# DOCUMENT SOURCE
-=-=-=-=-
Amérique latine
Venezuela.
L'opposition sort groggy du scrutin
Pierre Barbancey
Les appels à
manifester ne sont pas suivis. En
résidence surveillée,
Leopoldo Lopez a
été placé en détention.
Mercredi 2 août 2017
Par Pierre
Barbancey, envoyé spécial à Caracas
de
L’Humanité
Tout se passe au
Venezuela comme si l’opposition avait
été prise de court. Peut-être dopée par
l’écho démesuré fait par les médias
internationaux aux manifestations
organisées depuis plusieurs mois contre
le pouvoir, la droite n’a pas pensé un
seul instant que plus de 8 millions de
Vénézuéliens allaient se déplacer pour
participer à l’élection de l’Assemblée
nationale constituante (ANC). 41,5 %,
alors que l’opposition appelait au
boycott, c’est, dans n’importe quel pays
du monde, une légitimité. Même Michael
Shifter, président du cercle de
réflexion Dialogue inter-américain, basé
à Washington, abondamment cité par
l’Agence France Presse (AFP) ces
dernières semaines comme une voix
autorisée, est inquiet. C’est dire ! Il
a assuré que certains secteurs de
l’opposition « sont démoralisés » après
le vote et que le principal défi de ses
dirigeants « sera de maintenir les
protestations ». Lundi, bien qu’un appel
ait été lancé, Caracas était
effectivement calme. Même les quartiers
est de la ville, à Miranda, avaient
retrouvé une certaine sérénité.
Les États-Unis,
principaux soutiens de la droite, ont
également semblé ébranlés. La veille du
scrutin, Washington parlait de sanctions
économiques nouvelles contre le
Venezuela. « Les élections illégitimes
d’hier confirment que Maduro est un
dictateur qui méprise la volonté du
peuple vénézuélien », tonnait, lundi, le
secrétaire américain au Trésor, Steven
Mnuchin. Mais il se bornait à annoncer
le « gel » de « tous les avoirs » que
posséderait le président vénézuélien aux
États-Unis. Histoire de faire croire que
Maduro planquerait son magot chez les
Yankees alors qu’il tuerait son peuple à
petit feu. Une vieille pratique déjà
utilisée contre l’actuel vice-président
du Venezuela, Tareck El Aissami, qu’il
avait dénoncée – parce qu’il ne possède
pas un centime en dehors du pays – dans
une pleine page du New York Times !
-=-=-=-=-
# DONNÉES FOURNIES
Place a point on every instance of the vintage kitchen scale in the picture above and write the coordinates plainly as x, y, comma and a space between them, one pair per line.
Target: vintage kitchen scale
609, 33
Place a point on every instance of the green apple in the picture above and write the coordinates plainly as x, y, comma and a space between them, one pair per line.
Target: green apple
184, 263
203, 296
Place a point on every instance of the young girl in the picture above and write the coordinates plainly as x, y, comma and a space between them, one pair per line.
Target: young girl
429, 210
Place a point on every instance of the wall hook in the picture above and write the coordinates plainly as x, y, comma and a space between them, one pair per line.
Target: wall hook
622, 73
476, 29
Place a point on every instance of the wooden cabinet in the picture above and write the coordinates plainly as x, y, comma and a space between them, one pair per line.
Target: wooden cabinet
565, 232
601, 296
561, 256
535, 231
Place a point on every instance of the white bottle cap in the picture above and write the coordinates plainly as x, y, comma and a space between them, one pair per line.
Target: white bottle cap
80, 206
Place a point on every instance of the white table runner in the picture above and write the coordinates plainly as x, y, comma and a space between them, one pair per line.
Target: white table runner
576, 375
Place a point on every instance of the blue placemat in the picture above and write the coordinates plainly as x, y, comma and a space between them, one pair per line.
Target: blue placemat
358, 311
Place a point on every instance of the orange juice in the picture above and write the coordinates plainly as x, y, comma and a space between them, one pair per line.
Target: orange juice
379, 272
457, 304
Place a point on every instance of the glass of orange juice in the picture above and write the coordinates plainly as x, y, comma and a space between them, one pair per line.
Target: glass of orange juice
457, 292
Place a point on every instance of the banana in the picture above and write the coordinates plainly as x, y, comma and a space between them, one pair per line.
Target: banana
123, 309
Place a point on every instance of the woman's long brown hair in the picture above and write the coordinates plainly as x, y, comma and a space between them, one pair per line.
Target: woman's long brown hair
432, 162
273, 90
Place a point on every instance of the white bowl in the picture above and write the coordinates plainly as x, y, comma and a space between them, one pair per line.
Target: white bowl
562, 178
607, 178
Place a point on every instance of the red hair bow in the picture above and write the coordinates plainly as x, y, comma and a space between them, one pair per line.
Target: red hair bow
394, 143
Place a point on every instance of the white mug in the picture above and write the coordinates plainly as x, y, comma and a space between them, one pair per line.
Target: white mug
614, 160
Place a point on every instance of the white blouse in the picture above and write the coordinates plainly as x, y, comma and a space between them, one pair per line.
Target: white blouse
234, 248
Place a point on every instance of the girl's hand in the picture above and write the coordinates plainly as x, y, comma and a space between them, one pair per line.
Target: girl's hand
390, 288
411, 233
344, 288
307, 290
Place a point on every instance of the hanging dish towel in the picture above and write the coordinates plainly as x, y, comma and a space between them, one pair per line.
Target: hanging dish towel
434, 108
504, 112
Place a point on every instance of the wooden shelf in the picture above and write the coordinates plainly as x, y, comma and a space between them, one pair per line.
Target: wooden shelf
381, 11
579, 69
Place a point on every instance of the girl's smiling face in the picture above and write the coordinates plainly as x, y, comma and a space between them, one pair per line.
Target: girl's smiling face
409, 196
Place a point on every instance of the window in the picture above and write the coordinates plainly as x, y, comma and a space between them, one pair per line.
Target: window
-=-=-=-=-
# CONSIGNE
D'après l'article, pourquoi le taux de participation de 41,5 % à l'élection de l'Assemblée nationale constituante vaut-il une légitimité ? Répondez en une à trois phrases.

# RÉPONSE
Ce taux a été atteint alors que l'opposition appelait au boycott du scrutin. Selon l'article, un tel niveau de participation constitue donc, dans n'importe quel pays du monde, une légitimité.